* Begin Stored data *

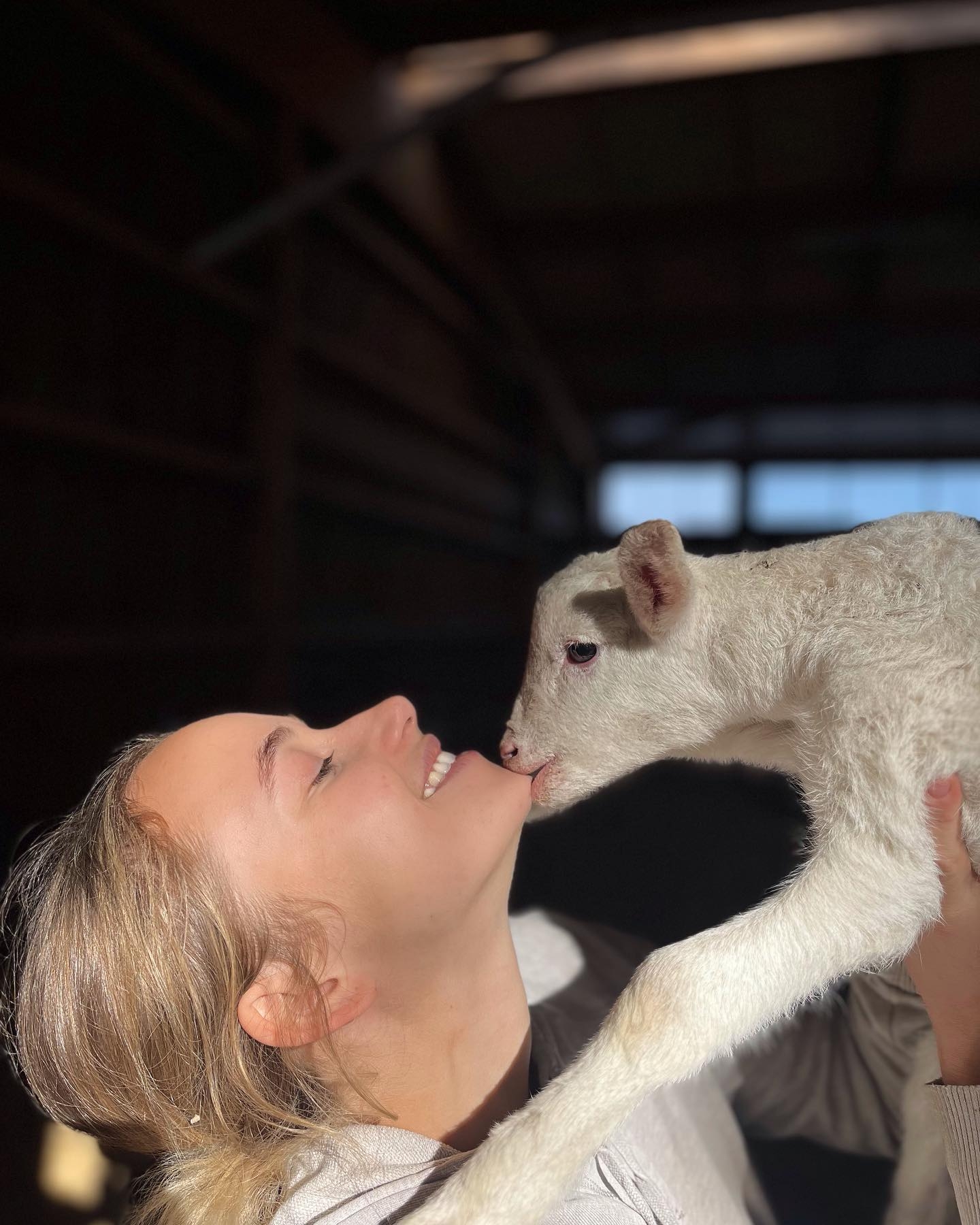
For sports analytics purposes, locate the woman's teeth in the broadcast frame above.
[423,749,456,800]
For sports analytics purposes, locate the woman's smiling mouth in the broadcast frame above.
[423,749,456,800]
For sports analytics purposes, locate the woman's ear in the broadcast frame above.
[617,519,693,637]
[238,962,375,1047]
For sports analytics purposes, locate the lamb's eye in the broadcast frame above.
[565,642,598,664]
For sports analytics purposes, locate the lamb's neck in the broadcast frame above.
[697,554,795,729]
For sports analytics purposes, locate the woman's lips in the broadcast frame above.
[419,732,442,795]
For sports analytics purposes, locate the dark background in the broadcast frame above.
[0,0,980,1225]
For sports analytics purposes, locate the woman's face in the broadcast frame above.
[133,697,530,974]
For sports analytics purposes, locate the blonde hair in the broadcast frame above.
[3,736,380,1225]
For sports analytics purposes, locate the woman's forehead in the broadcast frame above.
[131,713,279,832]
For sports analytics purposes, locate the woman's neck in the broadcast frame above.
[333,917,530,1150]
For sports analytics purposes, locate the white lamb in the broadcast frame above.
[402,513,980,1225]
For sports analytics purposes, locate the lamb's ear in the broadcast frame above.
[619,519,693,637]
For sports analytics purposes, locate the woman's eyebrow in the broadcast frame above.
[255,723,293,800]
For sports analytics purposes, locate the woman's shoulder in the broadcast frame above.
[511,910,651,1084]
[511,909,653,1004]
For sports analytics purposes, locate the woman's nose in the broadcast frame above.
[375,695,419,745]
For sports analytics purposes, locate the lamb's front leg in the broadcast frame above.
[407,821,941,1225]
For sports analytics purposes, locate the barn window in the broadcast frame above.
[597,461,741,536]
[747,459,980,534]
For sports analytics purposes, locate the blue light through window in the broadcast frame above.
[597,461,741,536]
[749,459,980,533]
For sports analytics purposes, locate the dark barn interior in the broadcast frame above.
[0,0,980,1225]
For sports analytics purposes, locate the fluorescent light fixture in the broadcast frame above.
[747,459,980,533]
[38,1124,110,1213]
[597,461,741,536]
[395,0,980,110]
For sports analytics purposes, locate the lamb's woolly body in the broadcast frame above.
[402,514,980,1225]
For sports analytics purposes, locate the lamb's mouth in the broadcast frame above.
[529,757,555,804]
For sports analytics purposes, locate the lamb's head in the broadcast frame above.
[500,519,704,812]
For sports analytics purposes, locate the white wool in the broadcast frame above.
[409,513,980,1225]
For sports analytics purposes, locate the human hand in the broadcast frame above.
[905,774,980,1084]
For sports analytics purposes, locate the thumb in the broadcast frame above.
[926,774,973,877]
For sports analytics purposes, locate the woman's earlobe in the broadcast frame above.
[238,962,376,1049]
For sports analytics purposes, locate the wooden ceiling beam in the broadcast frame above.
[132,0,594,467]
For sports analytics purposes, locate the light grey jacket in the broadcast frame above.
[273,910,980,1225]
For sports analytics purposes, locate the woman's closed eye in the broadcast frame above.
[310,753,333,787]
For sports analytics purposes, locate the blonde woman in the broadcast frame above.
[7,697,980,1225]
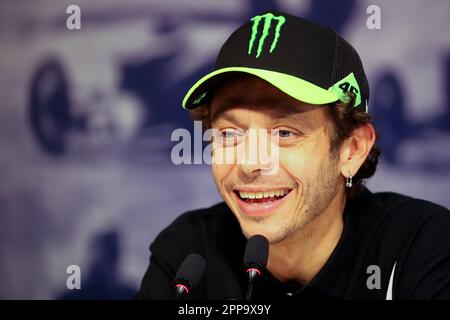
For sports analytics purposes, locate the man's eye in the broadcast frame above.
[220,129,240,139]
[274,129,295,139]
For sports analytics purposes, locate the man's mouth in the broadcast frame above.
[234,189,292,204]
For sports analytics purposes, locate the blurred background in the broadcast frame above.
[0,0,450,299]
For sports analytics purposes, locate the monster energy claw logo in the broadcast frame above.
[248,13,286,58]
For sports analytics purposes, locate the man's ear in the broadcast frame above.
[339,123,376,177]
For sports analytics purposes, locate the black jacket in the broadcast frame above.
[136,189,450,300]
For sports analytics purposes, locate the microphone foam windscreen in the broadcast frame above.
[175,253,205,287]
[244,234,269,268]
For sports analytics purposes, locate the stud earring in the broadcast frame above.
[345,175,353,188]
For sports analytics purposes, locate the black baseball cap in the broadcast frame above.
[182,11,369,112]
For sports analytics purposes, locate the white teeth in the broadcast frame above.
[239,189,289,199]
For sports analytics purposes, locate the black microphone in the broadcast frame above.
[244,235,269,300]
[175,253,205,299]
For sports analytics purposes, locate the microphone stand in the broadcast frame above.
[245,268,261,300]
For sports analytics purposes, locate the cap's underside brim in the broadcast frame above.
[182,67,339,109]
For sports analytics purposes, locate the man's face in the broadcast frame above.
[210,76,340,243]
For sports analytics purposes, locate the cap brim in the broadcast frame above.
[182,67,339,109]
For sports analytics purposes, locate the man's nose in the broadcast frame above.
[238,131,274,176]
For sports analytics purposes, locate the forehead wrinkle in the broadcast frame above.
[211,96,318,128]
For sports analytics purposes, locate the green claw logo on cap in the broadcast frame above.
[248,13,286,58]
[328,72,367,109]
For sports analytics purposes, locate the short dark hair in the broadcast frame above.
[189,95,381,199]
[326,95,381,198]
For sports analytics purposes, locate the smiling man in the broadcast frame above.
[137,12,450,299]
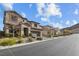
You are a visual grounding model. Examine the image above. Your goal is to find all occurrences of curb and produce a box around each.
[0,37,66,50]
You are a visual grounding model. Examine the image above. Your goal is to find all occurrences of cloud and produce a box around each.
[29,4,32,8]
[72,20,78,25]
[66,20,71,25]
[2,3,13,10]
[36,3,63,28]
[74,9,79,15]
[21,12,26,18]
[36,3,62,18]
[52,22,64,29]
[41,17,48,21]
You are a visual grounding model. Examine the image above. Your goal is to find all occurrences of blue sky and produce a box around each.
[0,3,79,30]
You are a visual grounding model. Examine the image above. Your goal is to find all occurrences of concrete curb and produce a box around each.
[0,37,66,50]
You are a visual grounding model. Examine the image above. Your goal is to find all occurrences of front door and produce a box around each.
[24,28,28,36]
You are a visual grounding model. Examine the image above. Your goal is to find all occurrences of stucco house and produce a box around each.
[3,11,42,37]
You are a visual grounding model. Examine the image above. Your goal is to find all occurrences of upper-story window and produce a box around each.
[11,16,18,22]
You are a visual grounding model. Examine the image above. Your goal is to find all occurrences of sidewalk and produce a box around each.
[0,36,68,50]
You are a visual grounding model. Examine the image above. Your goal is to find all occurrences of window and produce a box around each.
[11,16,17,22]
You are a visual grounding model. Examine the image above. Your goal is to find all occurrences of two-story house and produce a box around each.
[4,11,42,37]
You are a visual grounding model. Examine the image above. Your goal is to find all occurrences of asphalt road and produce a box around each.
[0,34,79,56]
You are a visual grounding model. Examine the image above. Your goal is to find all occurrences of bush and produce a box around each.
[0,38,16,46]
[5,33,13,37]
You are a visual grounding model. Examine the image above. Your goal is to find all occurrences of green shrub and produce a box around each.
[17,39,24,43]
[0,38,16,46]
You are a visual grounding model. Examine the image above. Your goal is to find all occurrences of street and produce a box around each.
[0,34,79,56]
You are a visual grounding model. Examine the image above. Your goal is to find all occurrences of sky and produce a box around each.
[0,3,79,30]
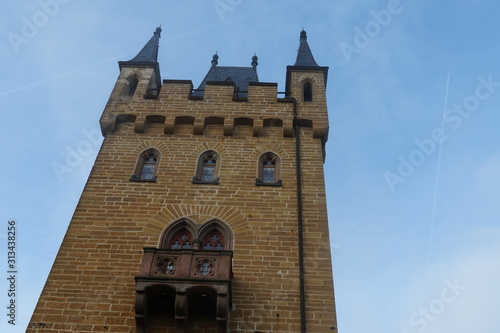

* End Stored data *

▸ Directions
Can you set down all of the data above word for word, leaving the pictures out?

▸ Solved exercise
For sports analytics purposes, locate the woman's teeth in the broadcast frame above.
[423,749,456,800]
For sports analytics purposes, locate the woman's smiling mouth in the broadcast frame above.
[423,749,456,800]
For sports analytics purposes, locate the woman's ear in the broadcast frame above.
[617,519,693,637]
[238,962,375,1047]
For sports analytics purposes, locate the lamb's eye in the broadcast frame above.
[565,642,598,664]
For sports analytics purposes, locate the lamb's neck in the broadcast frame above.
[697,554,795,729]
For sports analytics purposes, locate the woman's lips in the broadcast frame above.
[419,732,442,795]
For sports analytics purposes, locate the dark background in the broadcast frame above.
[0,0,980,1225]
For sports analytics purposes, locate the woman's face in the broadcast frame above.
[133,697,530,974]
For sports analytics purposes, locate the blonde hair in the broadcast frame above.
[3,736,380,1225]
For sports analytics purposes, locate the woman's forehead in the broadcast frame above.
[131,713,279,832]
For sports analytics purposes, locate the woman's neck in the broadcast frame above.
[333,917,530,1150]
For sports analytics purposes, locate the white lamb in the broadcast frame above.
[402,513,980,1225]
For sports analytics purposes, locate the lamb's ear in the broadcast frame above.
[619,519,693,637]
For sports analytics purposes, locate the woman's eyebrow in the broadcast frame above.
[255,723,293,800]
For sports analytics purposes, locate the woman's shoulder in the broadcast frame above.
[511,910,651,1084]
[511,909,653,1004]
For sports analytics purposes, locate the woman's nose in the broadcast frame above.
[375,695,419,745]
For sports analytics purposes, locate the lamb's front leg in the broadcast frame above.
[407,821,941,1225]
For sports analytics purposes, locate the barn window in the broadcast frame above.
[597,461,741,536]
[747,459,980,534]
For sports analytics purposes, locate the blue light through window in the broadcast frame above.
[597,461,741,536]
[749,459,980,533]
For sports analytics purposes, locate the dark barn interior in the broadcast frame above.
[0,0,980,1225]
For sports analytics purposes, locate the fluorescent light fixture in the broadcast frame above.
[747,459,980,533]
[38,1124,110,1213]
[597,461,741,536]
[395,0,980,110]
For sports analytics purposes, locate the lamb's woolly body in the broadcast frame above.
[402,514,980,1225]
For sports analytics purposes, locate the lamb's mouth in the broadcast frame above.
[529,757,555,804]
For sports analytics purposes, locate the lamb's head in the broadcast frame above.
[500,519,704,812]
For sports analytics purposes, locate the white wool in the broadcast frame above.
[409,513,980,1225]
For sports analytics purposes, locate the human hand in the broadcast frame above.
[905,774,980,1084]
For sports analytics purposes, locate the thumb in the broadcast frame above.
[926,774,973,877]
For sports analytics purposes, locate the woman's earlobe in the broadcast frame above.
[238,962,376,1049]
For sports analytics purposes, locate the wooden ceiling beam in the broadcast frame above.
[132,0,594,467]
For sports analytics purposes, locate the light grey jacket in the broadcast frame above.
[273,910,980,1225]
For sports analytics purposes, locate the woman's closed eye in the broadcast frame above.
[310,753,333,787]
For sports analytics purposes, locate the blonde woman in the broadcast frame above.
[7,697,980,1225]
For sports analytics purposes, locate the man's eye in the broadcast frame above.
[220,129,240,139]
[274,129,295,139]
For sports analytics purposes, locate the man's mouth in the broadcast frame above.
[234,189,292,204]
For sports analytics purposes, locate the blurred background in the broadcast frame above.
[0,0,450,299]
For sports analytics purposes, locate the monster energy claw logo in the broadcast frame above.
[248,13,286,58]
For sports analytics purposes, locate the man's ear in the broadcast frame above.
[339,123,376,177]
For sports analytics purposes, locate the black jacket in the broadcast frame above.
[136,189,450,300]
For sports analytics purposes, locate the microphone foam windscreen in the broadcast frame above.
[175,253,205,287]
[244,234,269,268]
For sports analytics purposes, locate the stud earring in the broadcast frame above.
[345,175,353,188]
For sports analytics purposes, locate the black baseball cap in the broadcast frame above.
[182,11,369,112]
For sports analytics purposes, locate the white teeth in the broadcast frame above.
[239,189,289,199]
For sports analytics purposes, locate the black microphone in the broadcast frame above.
[244,235,269,300]
[175,253,205,299]
For sports analytics purposes, locate the microphone stand in the broadcast frame above.
[245,268,261,300]
For sports analytics purposes, locate the cap's underside brim in the broadcast frame above.
[182,67,339,109]
For sports analytics purposes, locate the man's face in the broadcast frame above.
[210,76,340,243]
For sports analytics purposes, locate the cap brim in the broadcast frame above.
[182,67,339,109]
For sports analytics purposes, locate the man's nose in the broadcast frame above.
[238,131,274,176]
For sports analytics purposes, locate the forehead wrinkle in the broadcast frame above.
[211,96,318,128]
For sports analytics purposes, locate the green claw logo on cap in the broadcast frame above.
[248,13,286,58]
[328,72,367,109]
For sports analytics purposes, locate the short dark hair in the broadcast frame above.
[189,95,381,199]
[326,95,381,198]
For sports analytics purposes, locate the smiling man in the broadcast frame above.
[137,12,450,299]
You are a visual grounding model. Examine the image above. Your goal is to find all occurrences of curb and produce a box around each.
[0,37,66,50]
You are a visual grounding model. Examine the image above. Your goal is to find all occurrences of cloud and produce a box around each.
[29,4,32,8]
[72,20,78,25]
[66,20,71,25]
[2,3,13,10]
[36,3,63,28]
[74,9,79,15]
[21,12,26,18]
[36,3,62,18]
[52,22,64,29]
[41,17,48,21]
You are a visual grounding model. Examine the image above. Your goal is to find all occurrences of blue sky and produce a box around each.
[0,3,79,30]
You are a visual grounding model. Examine the image above. Your goal is to find all occurrences of concrete curb and produce a box around each.
[0,37,66,50]
You are a visual grounding model. Examine the image above. Your goal is to find all occurrences of front door and produce a box around each.
[24,28,28,36]
You are a visual grounding model. Examine the image above. Your goal is to find all occurrences of stucco house and produce a box around each.
[3,11,42,37]
You are a visual grounding model. Examine the image above. Your goal is to find all occurrences of upper-story window and produce a box around each.
[11,16,18,22]
You are a visual grounding model. Examine the image above. Your goal is to find all occurrences of sidewalk and produce a box around each.
[0,36,68,50]
You are a visual grounding model. Examine the image above. Your goal is to find all occurrences of window and produce a box around each.
[11,16,17,22]
You are a visual grounding model. Examine the image above. Your goal is to find all occurrences of two-story house and produce a box around each.
[4,11,42,37]
You are a visual grounding model. Examine the image above. Your goal is to find all occurrences of asphalt road and produce a box around each.
[0,34,79,56]
You are a visual grounding model. Examine the image above. Your goal is to find all occurrences of bush and produce a box around each.
[0,38,16,46]
[5,33,13,37]
You are a visual grounding model. Examine the image above. Your goal is to find all occurrences of green shrub and produce a box around each.
[17,39,24,43]
[0,38,16,46]
You are a visual grounding model. Examine the image above. Your goal is to find all occurrences of street and produce a box around each.
[0,34,79,56]
You are a visual grounding model. Examine the image above. Your goal is to find all occurrences of sky and produce a box around each.
[0,3,79,30]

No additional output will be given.